▶ Raw records
## START

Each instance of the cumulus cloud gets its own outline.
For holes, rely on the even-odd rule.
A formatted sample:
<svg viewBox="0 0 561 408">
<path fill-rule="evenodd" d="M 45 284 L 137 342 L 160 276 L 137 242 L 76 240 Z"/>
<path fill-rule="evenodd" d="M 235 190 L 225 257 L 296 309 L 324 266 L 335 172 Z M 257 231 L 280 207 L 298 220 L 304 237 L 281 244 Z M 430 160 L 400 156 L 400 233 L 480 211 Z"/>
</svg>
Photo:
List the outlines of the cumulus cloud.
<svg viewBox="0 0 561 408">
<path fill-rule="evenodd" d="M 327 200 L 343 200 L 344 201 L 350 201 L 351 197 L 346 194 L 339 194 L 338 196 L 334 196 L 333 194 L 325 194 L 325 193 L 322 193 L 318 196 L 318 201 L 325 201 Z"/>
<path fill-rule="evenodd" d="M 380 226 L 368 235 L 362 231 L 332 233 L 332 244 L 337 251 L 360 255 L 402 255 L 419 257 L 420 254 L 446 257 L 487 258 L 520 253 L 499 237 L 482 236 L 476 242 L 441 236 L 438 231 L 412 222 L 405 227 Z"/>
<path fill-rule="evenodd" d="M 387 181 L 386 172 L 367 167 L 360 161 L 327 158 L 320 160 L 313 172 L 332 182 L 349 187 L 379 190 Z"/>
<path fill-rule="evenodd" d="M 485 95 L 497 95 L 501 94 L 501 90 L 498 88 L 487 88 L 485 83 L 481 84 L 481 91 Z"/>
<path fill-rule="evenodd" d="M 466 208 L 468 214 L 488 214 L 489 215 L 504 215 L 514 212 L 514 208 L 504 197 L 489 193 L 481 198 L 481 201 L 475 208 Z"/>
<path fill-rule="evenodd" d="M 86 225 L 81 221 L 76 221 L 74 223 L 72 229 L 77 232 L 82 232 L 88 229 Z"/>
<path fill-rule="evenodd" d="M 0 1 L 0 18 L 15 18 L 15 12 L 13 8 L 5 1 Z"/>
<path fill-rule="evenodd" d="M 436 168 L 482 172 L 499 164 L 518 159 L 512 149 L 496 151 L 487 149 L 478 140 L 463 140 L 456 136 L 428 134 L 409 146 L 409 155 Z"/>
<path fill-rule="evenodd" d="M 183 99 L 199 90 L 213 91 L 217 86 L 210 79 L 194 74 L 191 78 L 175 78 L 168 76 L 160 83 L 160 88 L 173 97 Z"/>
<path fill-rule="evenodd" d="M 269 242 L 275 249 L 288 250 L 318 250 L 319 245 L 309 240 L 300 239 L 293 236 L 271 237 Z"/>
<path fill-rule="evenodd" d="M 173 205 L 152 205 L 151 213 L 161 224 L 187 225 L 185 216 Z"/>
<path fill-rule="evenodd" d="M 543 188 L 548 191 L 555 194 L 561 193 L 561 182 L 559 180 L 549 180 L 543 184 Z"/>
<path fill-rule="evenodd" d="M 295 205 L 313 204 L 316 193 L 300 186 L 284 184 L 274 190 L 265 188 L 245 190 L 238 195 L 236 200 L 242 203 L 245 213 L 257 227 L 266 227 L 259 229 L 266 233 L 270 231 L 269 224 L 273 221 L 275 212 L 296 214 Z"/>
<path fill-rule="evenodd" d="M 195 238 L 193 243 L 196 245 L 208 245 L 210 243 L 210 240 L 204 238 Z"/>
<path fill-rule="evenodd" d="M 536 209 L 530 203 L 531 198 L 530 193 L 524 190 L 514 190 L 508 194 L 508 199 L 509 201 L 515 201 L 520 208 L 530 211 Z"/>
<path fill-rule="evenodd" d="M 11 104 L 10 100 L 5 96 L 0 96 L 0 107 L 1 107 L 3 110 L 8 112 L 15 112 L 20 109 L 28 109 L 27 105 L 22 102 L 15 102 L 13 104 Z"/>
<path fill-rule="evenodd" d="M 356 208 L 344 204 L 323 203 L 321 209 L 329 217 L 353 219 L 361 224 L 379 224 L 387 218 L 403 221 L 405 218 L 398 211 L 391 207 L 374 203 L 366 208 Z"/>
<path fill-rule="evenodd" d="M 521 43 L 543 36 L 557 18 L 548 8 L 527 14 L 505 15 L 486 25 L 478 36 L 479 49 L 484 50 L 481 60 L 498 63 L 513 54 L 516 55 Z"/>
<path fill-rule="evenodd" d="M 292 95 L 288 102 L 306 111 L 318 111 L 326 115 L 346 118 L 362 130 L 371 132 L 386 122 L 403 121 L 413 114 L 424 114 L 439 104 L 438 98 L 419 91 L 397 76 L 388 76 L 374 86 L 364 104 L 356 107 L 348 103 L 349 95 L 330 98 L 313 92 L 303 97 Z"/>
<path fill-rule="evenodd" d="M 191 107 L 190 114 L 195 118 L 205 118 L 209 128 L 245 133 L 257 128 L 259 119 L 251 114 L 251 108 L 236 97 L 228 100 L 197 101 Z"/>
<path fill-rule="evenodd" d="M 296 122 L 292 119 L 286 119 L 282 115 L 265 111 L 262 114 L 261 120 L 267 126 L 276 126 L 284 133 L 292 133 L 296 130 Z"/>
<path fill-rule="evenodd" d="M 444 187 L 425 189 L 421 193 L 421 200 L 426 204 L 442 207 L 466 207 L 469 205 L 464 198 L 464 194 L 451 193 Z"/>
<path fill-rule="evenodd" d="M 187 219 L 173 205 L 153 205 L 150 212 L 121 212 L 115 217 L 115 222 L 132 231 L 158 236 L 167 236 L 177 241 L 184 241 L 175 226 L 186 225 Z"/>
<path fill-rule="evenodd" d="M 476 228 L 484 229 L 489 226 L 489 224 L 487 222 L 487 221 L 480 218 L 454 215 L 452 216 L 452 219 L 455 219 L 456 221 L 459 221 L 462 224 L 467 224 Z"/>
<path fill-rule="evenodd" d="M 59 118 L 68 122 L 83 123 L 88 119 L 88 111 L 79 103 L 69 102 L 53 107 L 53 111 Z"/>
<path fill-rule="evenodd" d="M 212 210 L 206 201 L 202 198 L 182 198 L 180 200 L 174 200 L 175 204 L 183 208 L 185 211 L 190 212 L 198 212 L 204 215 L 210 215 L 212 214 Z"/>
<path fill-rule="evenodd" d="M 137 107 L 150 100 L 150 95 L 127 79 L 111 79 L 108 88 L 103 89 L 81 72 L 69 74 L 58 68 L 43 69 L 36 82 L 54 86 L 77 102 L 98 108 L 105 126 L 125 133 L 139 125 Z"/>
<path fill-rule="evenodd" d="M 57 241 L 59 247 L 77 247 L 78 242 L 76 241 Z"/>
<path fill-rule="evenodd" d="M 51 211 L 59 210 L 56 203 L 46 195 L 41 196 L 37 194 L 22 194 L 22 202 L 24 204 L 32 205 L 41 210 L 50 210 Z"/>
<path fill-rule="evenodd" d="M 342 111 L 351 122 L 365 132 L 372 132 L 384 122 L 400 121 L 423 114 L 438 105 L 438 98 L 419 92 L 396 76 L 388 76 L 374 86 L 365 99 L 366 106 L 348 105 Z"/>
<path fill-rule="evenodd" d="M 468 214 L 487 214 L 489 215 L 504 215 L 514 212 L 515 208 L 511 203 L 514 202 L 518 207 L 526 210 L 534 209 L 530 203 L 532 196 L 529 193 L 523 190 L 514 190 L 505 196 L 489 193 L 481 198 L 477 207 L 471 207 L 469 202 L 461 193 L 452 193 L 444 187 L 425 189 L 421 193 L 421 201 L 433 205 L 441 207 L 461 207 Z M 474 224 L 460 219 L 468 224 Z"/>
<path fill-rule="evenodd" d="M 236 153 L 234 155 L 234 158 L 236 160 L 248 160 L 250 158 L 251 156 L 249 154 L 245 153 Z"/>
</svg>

## END

▶ Aim
Set all of the records down again, exactly as they stand.

▶ Answer in full
Each instance of the cumulus cloud gets its own outline.
For holes, rely on the even-odd rule.
A formatted sample:
<svg viewBox="0 0 561 408">
<path fill-rule="evenodd" d="M 45 284 L 137 342 L 160 276 L 137 242 L 76 240 Z"/>
<path fill-rule="evenodd" d="M 235 190 L 225 257 L 296 309 L 324 266 L 335 172 Z M 257 231 L 280 207 L 298 220 L 304 237 L 281 244 Z M 430 160 L 400 156 L 400 233 L 480 211 Z"/>
</svg>
Photo:
List the outlines of the cumulus cloud.
<svg viewBox="0 0 561 408">
<path fill-rule="evenodd" d="M 327 200 L 343 200 L 344 201 L 350 201 L 351 197 L 346 194 L 339 194 L 338 196 L 334 196 L 333 194 L 325 194 L 325 193 L 322 193 L 318 196 L 318 201 L 325 201 Z"/>
<path fill-rule="evenodd" d="M 380 226 L 368 235 L 362 231 L 332 233 L 332 244 L 337 251 L 360 255 L 402 255 L 419 257 L 420 254 L 446 257 L 487 258 L 520 253 L 499 237 L 482 236 L 476 242 L 441 236 L 438 231 L 412 222 L 405 227 Z"/>
<path fill-rule="evenodd" d="M 387 181 L 386 172 L 367 167 L 360 161 L 327 158 L 320 160 L 313 172 L 332 182 L 349 187 L 379 190 Z"/>
<path fill-rule="evenodd" d="M 485 95 L 497 95 L 501 94 L 501 90 L 498 88 L 487 88 L 485 83 L 481 84 L 481 91 Z"/>
<path fill-rule="evenodd" d="M 466 208 L 468 214 L 488 214 L 489 215 L 504 215 L 514 212 L 514 208 L 504 197 L 489 193 L 481 198 L 481 201 L 475 208 Z"/>
<path fill-rule="evenodd" d="M 86 225 L 81 221 L 76 221 L 74 223 L 72 229 L 77 232 L 82 232 L 88 229 Z"/>
<path fill-rule="evenodd" d="M 0 1 L 0 18 L 15 18 L 15 12 L 13 8 L 5 1 Z"/>
<path fill-rule="evenodd" d="M 436 168 L 482 172 L 499 164 L 518 159 L 512 149 L 496 151 L 487 149 L 478 140 L 463 140 L 456 136 L 428 134 L 409 146 L 409 155 Z"/>
<path fill-rule="evenodd" d="M 183 99 L 199 90 L 213 91 L 217 86 L 210 79 L 194 74 L 191 78 L 175 78 L 168 76 L 160 83 L 160 88 L 173 97 Z"/>
<path fill-rule="evenodd" d="M 269 242 L 275 249 L 288 250 L 318 250 L 319 245 L 309 240 L 300 239 L 293 236 L 271 237 Z"/>
<path fill-rule="evenodd" d="M 173 205 L 152 205 L 151 213 L 161 224 L 187 225 L 185 216 Z"/>
<path fill-rule="evenodd" d="M 543 188 L 548 191 L 555 194 L 561 193 L 561 182 L 559 180 L 549 180 L 543 184 Z"/>
<path fill-rule="evenodd" d="M 295 205 L 313 204 L 316 193 L 300 186 L 284 184 L 274 190 L 265 188 L 245 190 L 238 195 L 236 200 L 242 203 L 245 213 L 257 227 L 266 227 L 259 229 L 266 233 L 270 231 L 269 224 L 273 221 L 275 212 L 296 214 Z"/>
<path fill-rule="evenodd" d="M 195 238 L 193 243 L 196 245 L 208 245 L 210 243 L 210 240 L 204 238 Z"/>
<path fill-rule="evenodd" d="M 536 209 L 530 203 L 531 198 L 530 193 L 524 190 L 514 190 L 508 194 L 508 199 L 509 201 L 515 201 L 520 208 L 530 211 Z"/>
<path fill-rule="evenodd" d="M 11 104 L 10 100 L 5 96 L 0 96 L 0 107 L 1 107 L 3 110 L 8 112 L 15 112 L 20 109 L 28 109 L 27 105 L 22 102 L 15 102 L 13 104 Z"/>
<path fill-rule="evenodd" d="M 356 208 L 344 204 L 323 203 L 321 209 L 329 217 L 353 219 L 361 224 L 379 224 L 387 218 L 403 221 L 405 218 L 398 211 L 391 207 L 374 203 L 366 208 Z"/>
<path fill-rule="evenodd" d="M 521 43 L 543 36 L 557 18 L 548 8 L 527 14 L 505 15 L 486 25 L 478 36 L 479 49 L 484 50 L 481 60 L 498 63 L 513 54 L 516 55 Z"/>
<path fill-rule="evenodd" d="M 292 95 L 288 102 L 306 111 L 318 111 L 326 115 L 346 118 L 362 130 L 371 132 L 386 122 L 403 121 L 413 114 L 424 114 L 439 104 L 438 98 L 419 91 L 397 76 L 388 76 L 374 86 L 364 104 L 356 107 L 348 103 L 349 95 L 330 98 L 313 92 L 303 97 Z"/>
<path fill-rule="evenodd" d="M 191 107 L 190 114 L 195 118 L 205 118 L 209 128 L 245 133 L 257 128 L 259 119 L 251 114 L 251 108 L 236 97 L 228 100 L 197 101 Z"/>
<path fill-rule="evenodd" d="M 296 122 L 292 119 L 286 119 L 282 115 L 265 111 L 262 114 L 261 120 L 267 126 L 276 126 L 284 133 L 292 133 L 296 130 Z"/>
<path fill-rule="evenodd" d="M 444 187 L 425 189 L 421 193 L 421 200 L 426 204 L 442 207 L 466 207 L 469 205 L 464 198 L 464 194 L 451 193 Z"/>
<path fill-rule="evenodd" d="M 187 219 L 173 205 L 153 205 L 150 212 L 121 212 L 115 217 L 115 222 L 132 231 L 158 236 L 167 236 L 177 241 L 184 241 L 175 226 L 186 225 Z"/>
<path fill-rule="evenodd" d="M 476 228 L 484 229 L 489 226 L 489 224 L 487 222 L 487 221 L 480 218 L 454 215 L 452 216 L 452 219 L 455 219 L 456 221 L 459 221 L 462 224 L 467 224 Z"/>
<path fill-rule="evenodd" d="M 59 118 L 68 122 L 83 123 L 88 119 L 88 111 L 79 103 L 69 102 L 53 107 L 53 111 Z"/>
<path fill-rule="evenodd" d="M 212 210 L 206 201 L 202 198 L 182 198 L 180 200 L 174 200 L 175 204 L 183 208 L 185 211 L 190 212 L 198 212 L 204 215 L 210 215 L 212 214 Z"/>
<path fill-rule="evenodd" d="M 137 107 L 150 100 L 150 95 L 127 79 L 111 79 L 108 88 L 103 89 L 81 72 L 69 74 L 58 68 L 43 69 L 36 82 L 54 86 L 77 102 L 98 108 L 105 126 L 125 133 L 139 125 Z"/>
<path fill-rule="evenodd" d="M 57 241 L 59 247 L 77 247 L 78 242 L 76 241 Z"/>
<path fill-rule="evenodd" d="M 51 211 L 59 210 L 56 203 L 46 195 L 41 196 L 37 194 L 22 194 L 22 202 L 24 204 L 32 205 L 41 210 L 50 210 Z"/>
<path fill-rule="evenodd" d="M 342 111 L 351 122 L 365 132 L 372 132 L 384 122 L 400 121 L 423 114 L 438 105 L 438 98 L 419 92 L 396 76 L 388 76 L 374 86 L 365 99 L 366 106 L 348 105 Z"/>
<path fill-rule="evenodd" d="M 468 214 L 487 214 L 489 215 L 504 215 L 514 212 L 515 208 L 511 203 L 514 202 L 518 207 L 526 210 L 534 209 L 530 203 L 532 196 L 529 193 L 523 190 L 514 190 L 505 196 L 489 193 L 481 198 L 477 207 L 471 207 L 469 202 L 461 193 L 452 193 L 444 187 L 425 189 L 421 193 L 421 201 L 433 205 L 441 207 L 461 207 Z M 474 224 L 460 219 L 468 224 Z"/>
<path fill-rule="evenodd" d="M 236 153 L 234 155 L 234 158 L 236 160 L 248 160 L 250 158 L 251 156 L 249 154 L 245 153 Z"/>
</svg>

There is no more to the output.